## What the task asks:
Write every line below out again, exactly as given, but leave out the pictures.

## Image-grounded pointing data:
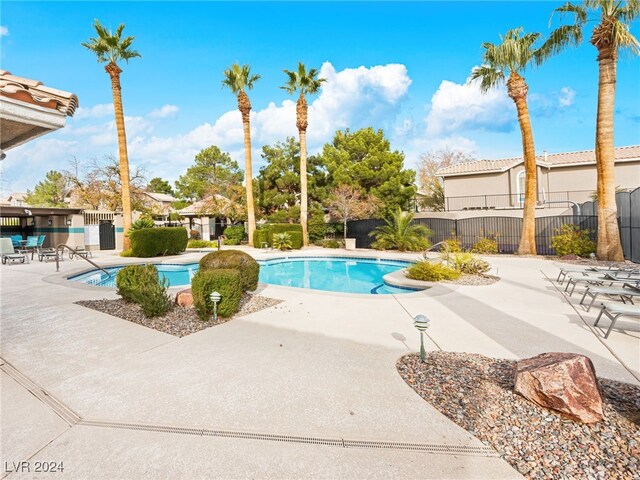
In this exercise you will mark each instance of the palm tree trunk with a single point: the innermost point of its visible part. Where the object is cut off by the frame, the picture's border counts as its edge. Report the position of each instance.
(609, 246)
(245, 107)
(303, 187)
(114, 72)
(518, 92)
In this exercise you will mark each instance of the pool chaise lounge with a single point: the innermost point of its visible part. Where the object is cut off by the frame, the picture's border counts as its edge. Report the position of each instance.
(615, 310)
(626, 293)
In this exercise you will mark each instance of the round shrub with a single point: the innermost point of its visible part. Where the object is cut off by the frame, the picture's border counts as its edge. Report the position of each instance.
(431, 272)
(571, 240)
(246, 265)
(234, 234)
(140, 284)
(226, 282)
(153, 242)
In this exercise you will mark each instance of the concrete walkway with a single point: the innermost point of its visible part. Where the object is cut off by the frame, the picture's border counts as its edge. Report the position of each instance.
(289, 390)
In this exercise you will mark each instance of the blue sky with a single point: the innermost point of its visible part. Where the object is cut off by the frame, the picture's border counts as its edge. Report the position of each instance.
(398, 66)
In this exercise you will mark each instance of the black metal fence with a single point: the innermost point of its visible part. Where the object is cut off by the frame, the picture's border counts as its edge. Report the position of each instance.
(506, 230)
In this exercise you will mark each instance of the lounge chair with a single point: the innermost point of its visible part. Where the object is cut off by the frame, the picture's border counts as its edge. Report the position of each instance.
(625, 293)
(8, 253)
(615, 310)
(598, 279)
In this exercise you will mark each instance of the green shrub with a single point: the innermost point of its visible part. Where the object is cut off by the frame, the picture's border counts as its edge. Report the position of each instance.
(399, 233)
(246, 265)
(153, 242)
(571, 240)
(296, 240)
(452, 245)
(431, 272)
(485, 245)
(200, 244)
(140, 284)
(143, 222)
(260, 237)
(226, 282)
(331, 243)
(234, 234)
(465, 262)
(282, 241)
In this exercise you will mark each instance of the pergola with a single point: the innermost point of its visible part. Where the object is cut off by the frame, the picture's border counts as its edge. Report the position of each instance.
(29, 109)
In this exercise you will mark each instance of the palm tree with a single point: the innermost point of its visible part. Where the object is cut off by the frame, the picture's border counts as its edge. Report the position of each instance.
(238, 78)
(512, 56)
(110, 48)
(399, 233)
(307, 84)
(609, 36)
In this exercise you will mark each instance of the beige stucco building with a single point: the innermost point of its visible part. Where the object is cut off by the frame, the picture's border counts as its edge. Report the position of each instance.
(563, 178)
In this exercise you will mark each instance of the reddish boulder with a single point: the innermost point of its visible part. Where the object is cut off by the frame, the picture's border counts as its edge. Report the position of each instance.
(565, 382)
(184, 298)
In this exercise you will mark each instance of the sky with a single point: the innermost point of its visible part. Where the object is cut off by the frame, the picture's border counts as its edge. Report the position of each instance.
(402, 67)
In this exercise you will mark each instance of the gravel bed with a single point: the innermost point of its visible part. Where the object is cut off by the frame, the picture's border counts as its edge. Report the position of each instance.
(178, 321)
(476, 392)
(473, 280)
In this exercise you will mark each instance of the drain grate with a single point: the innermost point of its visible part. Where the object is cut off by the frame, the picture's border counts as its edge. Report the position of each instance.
(41, 394)
(362, 444)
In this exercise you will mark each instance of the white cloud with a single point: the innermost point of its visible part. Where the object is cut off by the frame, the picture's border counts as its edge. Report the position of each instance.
(97, 111)
(566, 97)
(165, 111)
(456, 107)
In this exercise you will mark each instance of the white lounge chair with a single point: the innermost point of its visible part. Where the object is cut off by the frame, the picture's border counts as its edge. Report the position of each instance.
(615, 310)
(8, 253)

## Solution for this exercise:
In this exercise you will mark each instance of the palm tree trunk with a single point: the innermost point of its visible part. Where the object is cut off by the frame, the picture's border counts as its edge. Report the position of each instance.
(609, 246)
(245, 107)
(303, 187)
(114, 72)
(518, 92)
In this exercise you will mark each instance of the pool chaise lounge with a single point: the innermost point of its visible part. Where the object is cut off by the frame, the picture's border counts as its edge. Report the position of each instance.
(615, 310)
(626, 293)
In this exercise you will mark each instance of the round shrub with a single point: the innermost point of its visible part. Where the object is cut off by the frame, the picture's border counts as its edge. Report the position of each instance.
(431, 272)
(571, 240)
(246, 265)
(234, 234)
(140, 284)
(226, 282)
(153, 242)
In this exercise you will mark each instance of the concrete walkway with a single point: the innermost point of its visible part. Where the object is cut off by the frame, the picture's border counts as its edge. Report the position of each instance.
(289, 390)
In this exercise you will mark each instance of the blue sky with a single point: the innermost point of its visible part. Where the object is cut off by the frame, the picture's border counts as its edge. Report the position of each instance.
(398, 66)
In this exercise you will mark each instance of the black metal fence with a single point: the innermost point of its visible part. Where the object is cut off by the frame, the picture's border counts as its edge. Report the position of each instance.
(506, 230)
In this exercise you will mark each instance of the lounge chair with a single point: the innermost point of its visible part. Where the object is cut off by the frame, the picture's border counts as its edge. Report the position of each instance.
(625, 293)
(8, 253)
(615, 310)
(598, 279)
In this exercise you will mark each instance of the green shrub with a single point: the innermost point of its visible part. Where the object is cut off by the frame, the picture's border counts as its edge. Report the position of each instance.
(399, 233)
(246, 265)
(153, 242)
(571, 240)
(296, 240)
(452, 245)
(431, 272)
(485, 245)
(200, 244)
(140, 284)
(143, 222)
(260, 237)
(226, 282)
(331, 243)
(234, 234)
(465, 262)
(282, 241)
In this exercise you will mark each instance of the pergola with a single point: the innermost point of its visible part. Where the object is cut off by the frame, the picture's border counts as its edge. Report the position of each instance.
(29, 109)
In this exercise you will mark each instance of the palm tree with a single point: the innermost point of its visible part. Where the object is cut off by the frame, the picture's border counts as its edge. Report the position of each instance.
(238, 78)
(512, 56)
(110, 48)
(399, 233)
(307, 84)
(609, 36)
In this exercise you will mark each instance of the beige stucco building with a single point: the innermost point of its visible part. Where the object is cut off by the frame, the picture's border counts as its edge. Report the position of each instance.
(563, 178)
In this exercise you will mark each instance of the reddish boulder with a single point: the innermost point of its visible part. Where the object is cut off by the frame, the picture's border counts as its edge. Report the position of each instance.
(565, 382)
(184, 298)
In this exercise you will mark each instance of the sky with a single point: the innermost point of its visible part. Where the object is cut off by the frame, the picture's border counts as its edge. Report the position of each instance.
(402, 67)
In this exercise you will mark each instance of the gravel bed with a single point: the innermost point of its visible part. Where the object is cut off by the frame, the picture's border counts as its edge. Report the position of each instance.
(178, 321)
(476, 392)
(473, 280)
In this exercise you will mark each instance of the drain grate with a single point: the innermost point of its visible part. Where the object is cut off by the frame, the picture's border counts as its edge. Report the position of each instance.
(41, 394)
(362, 444)
In this exercise you will mark each instance of the white cloud with a single point: the innermost point of its visible part. Where the object is cut off by the frame, the picture's border counts as its edge. Report the position of each instance.
(97, 111)
(566, 97)
(165, 111)
(456, 107)
In this exercise you will mark each instance of the white lounge chair with a single point: the innermost point of its visible part. Where the object is cut off by the frame, the picture's border counts as its edge. Report the position of each instance.
(615, 310)
(8, 253)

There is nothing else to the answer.